OBJECTIVE: Locate the line that contains "valley in the picture above." in the entries below. Retype it and all following lines through the final one, character for character.

EXCERPTED RECORDS:

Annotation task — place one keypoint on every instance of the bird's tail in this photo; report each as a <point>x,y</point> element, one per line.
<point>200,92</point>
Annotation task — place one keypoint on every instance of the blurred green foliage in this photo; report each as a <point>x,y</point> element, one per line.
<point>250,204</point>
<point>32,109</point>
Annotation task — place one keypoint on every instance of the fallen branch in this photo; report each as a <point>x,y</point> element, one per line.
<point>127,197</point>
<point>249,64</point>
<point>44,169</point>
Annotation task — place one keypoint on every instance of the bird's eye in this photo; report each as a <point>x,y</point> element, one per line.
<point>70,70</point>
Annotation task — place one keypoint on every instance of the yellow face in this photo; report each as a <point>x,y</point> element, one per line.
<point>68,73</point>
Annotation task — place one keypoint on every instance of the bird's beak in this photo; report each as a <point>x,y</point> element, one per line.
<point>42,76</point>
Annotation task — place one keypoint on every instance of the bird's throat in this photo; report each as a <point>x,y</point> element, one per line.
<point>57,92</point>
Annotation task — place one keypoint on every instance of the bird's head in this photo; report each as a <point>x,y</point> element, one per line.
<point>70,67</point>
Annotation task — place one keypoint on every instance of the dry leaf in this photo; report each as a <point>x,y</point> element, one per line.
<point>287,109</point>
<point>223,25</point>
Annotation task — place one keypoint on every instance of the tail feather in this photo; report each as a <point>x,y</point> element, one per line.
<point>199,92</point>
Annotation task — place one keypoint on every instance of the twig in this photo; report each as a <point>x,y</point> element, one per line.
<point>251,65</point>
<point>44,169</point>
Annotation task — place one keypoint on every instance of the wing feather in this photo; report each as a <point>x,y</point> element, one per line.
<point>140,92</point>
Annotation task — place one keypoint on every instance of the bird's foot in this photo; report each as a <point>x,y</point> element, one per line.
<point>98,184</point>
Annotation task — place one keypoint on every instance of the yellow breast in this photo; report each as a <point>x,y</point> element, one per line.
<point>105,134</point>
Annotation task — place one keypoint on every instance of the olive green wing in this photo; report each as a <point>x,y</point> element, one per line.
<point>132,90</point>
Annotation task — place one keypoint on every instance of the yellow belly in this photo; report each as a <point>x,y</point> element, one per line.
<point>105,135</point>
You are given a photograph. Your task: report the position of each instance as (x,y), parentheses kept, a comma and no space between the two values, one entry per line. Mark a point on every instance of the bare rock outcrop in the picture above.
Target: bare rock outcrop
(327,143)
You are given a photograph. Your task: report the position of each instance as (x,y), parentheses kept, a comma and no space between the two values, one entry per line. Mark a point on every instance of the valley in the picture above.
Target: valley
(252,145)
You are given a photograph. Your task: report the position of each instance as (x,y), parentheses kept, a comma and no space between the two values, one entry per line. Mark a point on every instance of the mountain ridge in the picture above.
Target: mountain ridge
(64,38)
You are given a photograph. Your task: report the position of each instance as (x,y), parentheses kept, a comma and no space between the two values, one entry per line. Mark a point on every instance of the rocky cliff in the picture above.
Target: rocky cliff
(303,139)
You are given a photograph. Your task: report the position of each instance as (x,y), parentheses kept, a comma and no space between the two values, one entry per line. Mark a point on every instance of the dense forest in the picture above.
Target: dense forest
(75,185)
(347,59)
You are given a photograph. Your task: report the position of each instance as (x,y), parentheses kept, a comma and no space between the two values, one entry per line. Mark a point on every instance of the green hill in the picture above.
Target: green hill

COMPLETE RESPONSE:
You are given a photograph. Your task: report the position of each instance as (x,y), parentheses kept, a comma and no space between the two values, one entry per line. Mark a point on every instance of the valley in the picture above.
Target: valley
(252,145)
You are given a photograph. Your task: report the position of each instance as (x,y), parentheses kept, a comma and no space between the two values, one entry per line. Mark a point on every instance of the mountain ridge in the picture above.
Target: mountain ridge
(64,38)
You are given a photograph. Your task: report the position of each instance as (x,y), parentheses kept, a comma and no space between the two values, one entry per line. Mark a point on every instance of the rocky cliff in the picture above.
Target: rocky cliff
(303,139)
You are given a photograph. Your task: report the position of each instance as (x,y), parentheses kept, a comma and no space between the two values, one entry per line. Mark a point on every instance of the dense forest in the picture above.
Target: dense forest
(75,185)
(347,59)
You are given a photograph. Your task: report the position of each instance as (x,y), parentheses kept, a comma and no space between the two values, one entry per line. Mark a point on every instance of the green hill in the picture above.
Target: green hill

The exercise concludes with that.